-- Begin --

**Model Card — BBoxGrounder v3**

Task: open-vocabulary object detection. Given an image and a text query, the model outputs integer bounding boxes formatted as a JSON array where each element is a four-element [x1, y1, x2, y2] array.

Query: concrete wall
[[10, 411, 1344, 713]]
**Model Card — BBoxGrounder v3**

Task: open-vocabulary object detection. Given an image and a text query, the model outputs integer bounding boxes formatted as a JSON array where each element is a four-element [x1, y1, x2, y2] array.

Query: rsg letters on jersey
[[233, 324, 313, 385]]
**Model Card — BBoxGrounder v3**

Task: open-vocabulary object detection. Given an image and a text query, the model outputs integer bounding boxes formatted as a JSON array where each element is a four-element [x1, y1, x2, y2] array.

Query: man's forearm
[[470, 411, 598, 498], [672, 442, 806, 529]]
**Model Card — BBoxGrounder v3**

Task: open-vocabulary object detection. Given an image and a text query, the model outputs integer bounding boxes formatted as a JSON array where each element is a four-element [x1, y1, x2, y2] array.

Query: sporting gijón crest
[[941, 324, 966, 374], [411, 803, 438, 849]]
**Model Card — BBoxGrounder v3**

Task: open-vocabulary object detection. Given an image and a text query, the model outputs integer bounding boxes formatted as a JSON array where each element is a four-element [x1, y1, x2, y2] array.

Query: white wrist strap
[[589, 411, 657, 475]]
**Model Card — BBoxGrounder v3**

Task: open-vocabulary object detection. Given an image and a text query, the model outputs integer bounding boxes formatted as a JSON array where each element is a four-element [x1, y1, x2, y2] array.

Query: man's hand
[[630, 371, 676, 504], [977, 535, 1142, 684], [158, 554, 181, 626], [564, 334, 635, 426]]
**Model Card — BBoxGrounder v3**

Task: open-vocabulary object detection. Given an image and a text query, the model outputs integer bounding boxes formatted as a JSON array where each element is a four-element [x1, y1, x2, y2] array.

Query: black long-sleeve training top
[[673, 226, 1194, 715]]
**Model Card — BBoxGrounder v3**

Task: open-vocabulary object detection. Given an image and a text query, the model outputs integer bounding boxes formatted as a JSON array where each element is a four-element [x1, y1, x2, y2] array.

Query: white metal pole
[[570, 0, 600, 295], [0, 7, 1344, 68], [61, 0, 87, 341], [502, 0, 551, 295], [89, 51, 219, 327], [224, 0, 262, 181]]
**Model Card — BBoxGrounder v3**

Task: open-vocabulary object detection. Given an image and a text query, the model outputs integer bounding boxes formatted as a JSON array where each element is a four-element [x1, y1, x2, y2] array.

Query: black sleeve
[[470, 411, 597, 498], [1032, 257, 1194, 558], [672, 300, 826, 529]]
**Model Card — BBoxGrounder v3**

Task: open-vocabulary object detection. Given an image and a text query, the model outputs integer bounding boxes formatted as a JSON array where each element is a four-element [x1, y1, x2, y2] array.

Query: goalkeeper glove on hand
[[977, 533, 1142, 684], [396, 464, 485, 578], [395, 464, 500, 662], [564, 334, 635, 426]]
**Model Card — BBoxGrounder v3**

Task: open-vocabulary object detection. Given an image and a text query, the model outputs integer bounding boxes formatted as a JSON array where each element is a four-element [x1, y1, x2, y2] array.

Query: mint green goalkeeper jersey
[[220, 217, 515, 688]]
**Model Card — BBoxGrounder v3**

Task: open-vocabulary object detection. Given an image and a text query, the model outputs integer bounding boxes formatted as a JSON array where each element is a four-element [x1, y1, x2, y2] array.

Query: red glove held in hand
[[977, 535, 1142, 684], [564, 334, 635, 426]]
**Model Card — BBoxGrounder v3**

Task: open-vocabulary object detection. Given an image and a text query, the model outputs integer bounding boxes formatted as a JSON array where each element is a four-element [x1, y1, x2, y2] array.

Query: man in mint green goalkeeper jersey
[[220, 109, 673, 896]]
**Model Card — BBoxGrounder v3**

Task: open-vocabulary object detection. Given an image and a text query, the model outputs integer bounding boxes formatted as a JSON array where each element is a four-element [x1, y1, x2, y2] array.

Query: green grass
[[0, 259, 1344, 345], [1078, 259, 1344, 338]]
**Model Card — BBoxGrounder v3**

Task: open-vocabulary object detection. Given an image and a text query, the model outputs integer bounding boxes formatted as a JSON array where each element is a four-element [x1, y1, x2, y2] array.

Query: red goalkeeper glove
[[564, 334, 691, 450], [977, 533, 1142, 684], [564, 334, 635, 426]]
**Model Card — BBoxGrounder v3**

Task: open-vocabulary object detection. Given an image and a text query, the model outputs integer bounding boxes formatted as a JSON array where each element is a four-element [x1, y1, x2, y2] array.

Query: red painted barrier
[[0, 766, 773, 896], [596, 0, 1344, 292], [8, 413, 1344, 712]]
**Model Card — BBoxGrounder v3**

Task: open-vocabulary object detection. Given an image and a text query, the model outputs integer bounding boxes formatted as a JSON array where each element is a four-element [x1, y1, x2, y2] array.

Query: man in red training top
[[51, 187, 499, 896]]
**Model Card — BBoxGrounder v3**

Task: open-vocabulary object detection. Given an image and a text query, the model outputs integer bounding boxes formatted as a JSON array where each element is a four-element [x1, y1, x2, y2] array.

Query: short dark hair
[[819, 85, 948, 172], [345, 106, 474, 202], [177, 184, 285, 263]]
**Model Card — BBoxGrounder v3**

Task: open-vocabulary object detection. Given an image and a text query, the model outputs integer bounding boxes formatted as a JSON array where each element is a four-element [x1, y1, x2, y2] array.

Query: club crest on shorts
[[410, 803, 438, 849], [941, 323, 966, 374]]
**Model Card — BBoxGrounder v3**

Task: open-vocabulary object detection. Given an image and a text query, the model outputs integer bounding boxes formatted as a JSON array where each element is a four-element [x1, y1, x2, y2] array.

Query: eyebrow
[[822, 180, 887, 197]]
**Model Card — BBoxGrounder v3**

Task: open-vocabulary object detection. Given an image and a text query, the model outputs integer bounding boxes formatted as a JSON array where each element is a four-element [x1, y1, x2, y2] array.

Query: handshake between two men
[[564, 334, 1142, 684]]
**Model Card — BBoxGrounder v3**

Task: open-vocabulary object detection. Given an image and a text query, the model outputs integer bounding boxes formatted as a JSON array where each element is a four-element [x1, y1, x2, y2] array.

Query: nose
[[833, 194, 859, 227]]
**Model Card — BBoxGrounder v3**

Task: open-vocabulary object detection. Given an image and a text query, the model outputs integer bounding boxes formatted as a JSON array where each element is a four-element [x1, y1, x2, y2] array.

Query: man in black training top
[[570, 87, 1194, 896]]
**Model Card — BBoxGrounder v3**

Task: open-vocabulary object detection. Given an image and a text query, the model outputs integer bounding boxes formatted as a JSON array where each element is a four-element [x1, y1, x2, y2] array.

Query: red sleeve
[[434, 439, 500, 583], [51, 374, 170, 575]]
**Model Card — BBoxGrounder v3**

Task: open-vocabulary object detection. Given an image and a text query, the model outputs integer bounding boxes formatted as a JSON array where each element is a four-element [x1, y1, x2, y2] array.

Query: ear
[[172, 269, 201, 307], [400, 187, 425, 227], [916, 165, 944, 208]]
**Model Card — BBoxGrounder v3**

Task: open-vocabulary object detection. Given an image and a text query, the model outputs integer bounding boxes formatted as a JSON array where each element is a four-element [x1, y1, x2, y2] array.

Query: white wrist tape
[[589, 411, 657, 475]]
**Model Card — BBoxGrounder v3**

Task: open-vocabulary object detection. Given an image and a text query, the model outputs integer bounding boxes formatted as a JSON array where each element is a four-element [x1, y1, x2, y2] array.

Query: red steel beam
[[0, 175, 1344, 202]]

-- End --

§ **Aim**
Rewrite all of the records above so that "BBoxGrounder v3" becomes "BBoxGrounder v4" wherever it occurs, leaving everything else unchanged.

§ **Exercise answer**
**Model Card — BBoxGrounder v4**

Task: open-vocabulary object detection. Given an image and a text query, the model outputs integer bounding boxes formatted as a JSON array where each element is a four-element [x1, y1, x2, y2] array.

Query: concrete wall
[[10, 411, 1344, 713]]
**Model Card — BBoxGrounder v4**

Task: open-vocabulary object detection. Given an image and a text query, the model outputs integer bounding boxes formatted as a JSON array where each element is a four-element [x1, y1, x2, y2] array.

Query: rsg letters on jersey
[[233, 324, 313, 385]]
**Model Card — BBoxGrounder v4**

Task: open-vocabulary object detection. Given an image and a text query, the model outputs integer bounding boxes formatted as a JSON array where each element is a four-element [x1, y1, x2, y2] array.

Query: man's forearm
[[470, 411, 598, 498], [672, 442, 806, 529]]
**Model Card — BBoxGrounder v4**

Task: open-vocabulary object detection. Given an image and a text query, the model outputs integer bounding boxes formatted as a JSON array where each element is a four-element [x1, y1, x2, y2] array.

Query: sporting gijón crest
[[941, 324, 966, 374], [411, 803, 438, 849]]
**Model Card — BBoxGrounder v4**

Task: open-vocabulary object detection. Given an image and a text query, the model outputs integer bounding boxes formatted as a JSON array where each element is a four-element [x1, y1, x2, y2] array.

Query: white wrist strap
[[589, 411, 657, 475]]
**Model Card — BBoxGrounder v4**

Task: open-vocabulary object detection. Given an image and a text query, the model outputs integer bounding boxes formatted as a JSON array where each element is a four-element [x1, y1, x2, y2] array.

Query: man's hand
[[630, 371, 676, 504], [977, 535, 1142, 684], [158, 554, 181, 626], [564, 334, 635, 426]]
**Model Card — BBoxGrounder v4**

Task: open-vocabulary object detection. Given an image and a text query, the model outputs integer bounding boxes formatted as a JSON array where each element is a four-element [x1, y1, x2, y2] array.

Query: black long-sleeve training top
[[673, 226, 1194, 715]]
**Model Card — BBoxGrounder v4**

Task: open-vocabulary object detection. Given an image and a text query, the model outputs integer bounding boxes formatted as a JSON array where each element is a four-element [x1, y1, x2, y2] array.

Query: white metal pole
[[570, 0, 600, 295], [0, 7, 1344, 68], [61, 0, 87, 341], [502, 0, 551, 295], [89, 51, 219, 327], [224, 0, 262, 181]]
**Model Card — BBoxGrounder v4**

Task: open-vocabulary object detection. Given an image and a text query, the model outputs integer bounding boxes formatted as a JSON array where each element is a four-element [x1, y1, x2, y2] array.

Query: black sleeve
[[470, 411, 597, 498], [1032, 257, 1194, 558], [672, 300, 826, 529]]
**Model Card — BBoxGrounder v4**

Task: open-vocabulary object detection. Given an image and a text query, the model outputs integer bounding boxes formatted as a JSON array where each element is a four-element [x1, y1, x2, y2] array.

Query: goalkeeper glove on hand
[[977, 533, 1142, 684], [396, 464, 485, 578], [395, 464, 500, 662], [564, 334, 635, 426]]
**Model Card — BBoxGrounder v4**

Task: open-vocabulary object detection. Given an image and a text query, the model outputs integer bounding boxes formatted as a JSON array where each element is a four-element [x1, y1, x2, y2] array.

Query: mint green goalkeeper jersey
[[220, 217, 515, 688]]
**Model Card — BBoxGrounder v4**

Task: open-vocabulary object detection. Given an image and a text query, the model outputs integer bounding boxes formatted as a JSON array where each element is a four-element [x1, y1, x2, y2] array.

Query: red glove held in hand
[[977, 535, 1142, 684], [564, 334, 635, 426]]
**Model Card — BBoxGrounder v4**

Task: open-vocabulary object detection. Given an image and a text query, the model outputs integer bounding boxes formatted as a JSON array where each element is a four-element [x1, y1, x2, y2] array.

Query: man in mint green goalkeeper jersey
[[220, 109, 673, 896]]
**Model Card — BBoxGrounder v4**

Task: open-vocabulary object detection. Given an image and a text query, the model outputs integer bounding boxes formatted as a JSON array where each element is a four-element [x1, y1, x2, y2] array.

Query: green grass
[[0, 259, 1344, 345], [1078, 259, 1344, 338]]
**Model Card — BBoxGrounder v4**

Task: open-vocabulary object detection. Given an image and a text query, the model outputs integer bounding boxes formatted as a JSON array where each element is a four-element [x1, y1, x2, y2] array.

Query: red goalkeeper glove
[[564, 334, 691, 450], [977, 533, 1142, 684], [564, 334, 635, 426]]
**Model Card — BBoxGrounder v4**

Task: open-vocabulary object detection. Given an image and a text query, the model outputs integer bounding boxes formatted as a JSON array where each element is a four-element [x1, y1, x2, y2] array.

Query: red painted barrier
[[0, 766, 773, 896], [596, 0, 1344, 292], [8, 413, 1344, 712]]
**Model Card — BBoxGrounder v4**

Task: open-vocabulary object detection. Given an image and a text query, the model outputs integer bounding boxes formatted as a JSON array where each element is a four-element [x1, y1, x2, y2] array.

Query: man in red training top
[[51, 187, 499, 896]]
**Model Card — BBoxGrounder v4**

Task: open-vocabulary object detection. Given an image and a text query, the model outputs integer bounding boxes formatted as a JSON array where each element is a four-element [x1, y1, x2, y2] array.

Query: short dark hair
[[819, 85, 948, 172], [345, 106, 474, 202], [177, 184, 285, 263]]
**Model Card — BBoxGrounder v4**

Task: open-vocabulary object detection. Given an image and a text query, the model outputs integer bounding boxes formatted as a JSON array where each element is a four-element [x1, y1, x2, y2] array.

Query: club crest on shorts
[[410, 803, 438, 849], [941, 323, 966, 374]]
**Model Card — BBoxGrounder v4**

Task: open-vocabulary object detection. Given an image and a text query, the model outputs integer bounding boxes formatted as a JSON array where each element is a four-element [x1, y1, x2, y2] array.

Query: eyebrow
[[822, 180, 887, 197]]
**Model Card — BBoxGrounder v4**

Task: open-vocabulary object detection. Given an image and a text query, the model outputs integer bounding boxes formatted as a JSON array where each element is a four-element [x1, y1, x2, y2] array.

Query: handshake between two men
[[564, 334, 1142, 684]]
**Model Card — BBoxGrounder v4**

Task: open-vocabulary object detection. Given an image and a text query, the model outputs integer bounding boxes formatted as a JSON array where each element is a four-element [x1, y1, x2, y2] array.

Query: nose
[[833, 194, 859, 227]]
**Model Card — BBoxGrounder v4**

Task: open-vocabulary object detection. Given an image and a text query, the model outputs integer bounding boxes formatted as a JSON array where each element is a four-element [x1, y1, x2, y2] array.

Query: man in black training top
[[570, 87, 1194, 896]]
**Model Card — BBoxGrounder v4**

Task: open-vocabulary object detection. Given an image and a text query, the model outputs integer bounding boxes formatted as a JSON array where each element is a four-element [x1, y1, x2, y2] array.

Query: red sleeve
[[434, 439, 500, 583], [51, 374, 170, 575]]
**Model Card — BBoxGrounder v4**

Task: open-vocabulary object detection. Given an image and a text query, the model outputs integer bounding boxes formatted as a JSON array where each element is a four-element [x1, y1, x2, y2] array.

Query: ear
[[172, 269, 201, 307], [400, 187, 425, 227], [916, 165, 944, 208]]
**Model Card — BBoxGrounder v4**

Task: open-vocabulary object detection. Given an image and a text query, the model outputs integer bounding boxes formatted as a JSON array where each element is a four-element [x1, y1, x2, y2] array.

Query: white wrist tape
[[589, 411, 657, 475]]
**Model Card — BBoxGrounder v4**

Task: open-vocabulary object detection. Given an image and a text query, the model outputs integer bounding boxes formatted as a JSON array where each element is a four-element [x1, y1, x2, y2] array.

Query: red steel beam
[[0, 175, 1344, 202]]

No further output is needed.